* INSTRUCTION A *
Set down the passage from the story below about the trip to Savers, starting at "I was friendly" and ending at "leave the store.", without changing any wording.

* SOURCE EXCERPT *

○ ○ ○ ○ ○ ○ ○

Last Sunday, Crispin, Claire and I went for a hike. It was a warm day, and everything was muddy—including us, when we returned. But we weren’t far from Savers and I wanted to do a little shopping before the semester started.

Because we had missed her nap time with our hike, Claire nearly fell asleep in the car by the time we got there. We debated what to do—Crispin offered to stay in the car with her so she could sleep, but in the end, we decided to all go in. Crispin predicted that she would get really excited about the toys inside, and then, due in part to her sleepiness, would have a meltdown when we had to leave them. I had to admit that it seemed like a spot-on prediction.

We took turns inside the store shopping and supervising Claire in the toy corner. When we were about to leave, she was pushing a plastic cart of some sort and had a few other things in her hands. We got pretty creative about trying to get her to abandon her treasures, telling her she could decide where she wanted to “park” her cart, etc. She kept trying to head out of the store with them, and we’d gently head her off. At one point, as she drove the cart back in the right direction, she saw a couple of lunchboxes and immediately fixated on them. I took the chance to return the cart and the other toys.

I have to point out here that Claire turned two last week. I’m sure you remember that age.

But now she had lunch boxes. We tried all sorts of cajoling, but finally realized we were simply going to have to rip off the proverbial band-aid. We knew it wouldn’t be pleasant—for her, us, or the other customers—but it had to be done. As we gently pried the lunchboxes out of her fingers and her sobs turned into wails, a woman entered the store and stopped near us, saying, “Oh, can’t she just have those?” In the middle of our extraction, I forced a laugh and a cheery, “No, but she’d certainly like to!”

We got the lunchboxes, and Crispin carried Claire out of the store, kicking and screaming. It’s the kind of moment parents dread, and the ones they wished weren’t public. I returned the lunchboxes to their place on the shelf, and as I was putting them back, the same woman came up and said, “Mom. I’d be happy to buy those for her. They can come from me, or from you—whichever way you’d like it. She could put all her little trinkets in there…”

I was friendly but firm. I explained that no, she couldn’t have them. It wasn’t about the lunchboxes, I said; it was about the fact that Claire needs to learn that she can’t get what she wants every time she goes into a store. I explained that it’s a life lesson for her, and one that will be hard at first, but even harder if we don’t set this boundary early. I half-joked that sometimes I have to be a “mean” mom. But the woman persisted and I had to excuse myself and leave the store.

○ ○ ○ ○ ○ ○ ○

* INSTRUCTION B *
Resize the coordinates in the records below, starting at the beginning of the records and ending at the line containing "<point>221,128</point>", with both ends included. Give only those lines again, requests included, with each coordinate in the answers multiplied by 1.85 and rounded to a whole number, halves rounded up.

(Records from a point labeling set)

○ ○ ○ ○ ○ ○ ○

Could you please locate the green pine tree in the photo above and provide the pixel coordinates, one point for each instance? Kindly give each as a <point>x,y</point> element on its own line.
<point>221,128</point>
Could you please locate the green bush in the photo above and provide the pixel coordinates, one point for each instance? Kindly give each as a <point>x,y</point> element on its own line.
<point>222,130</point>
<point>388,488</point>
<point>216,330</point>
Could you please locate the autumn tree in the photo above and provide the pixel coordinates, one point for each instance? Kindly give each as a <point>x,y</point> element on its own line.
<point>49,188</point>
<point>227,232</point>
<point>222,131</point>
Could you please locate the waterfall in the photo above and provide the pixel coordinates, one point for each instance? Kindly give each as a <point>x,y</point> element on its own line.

○ ○ ○ ○ ○ ○ ○

* EXPECTED ANSWER A *
I was friendly but firm. I explained that no, she couldn’t have them. It wasn’t about the lunchboxes, I said; it was about the fact that Claire needs to learn that she can’t get what she wants every time she goes into a store. I explained that it’s a life lesson for her, and one that will be hard at first, but even harder if we don’t set this boundary early. I half-joked that sometimes I have to be a “mean” mom. But the woman persisted and I had to excuse myself and leave the store.

* EXPECTED ANSWER B *
Could you please locate the green pine tree in the photo above and provide the pixel coordinates, one point for each instance? Kindly give each as a <point>x,y</point> element on its own line.
<point>409,237</point>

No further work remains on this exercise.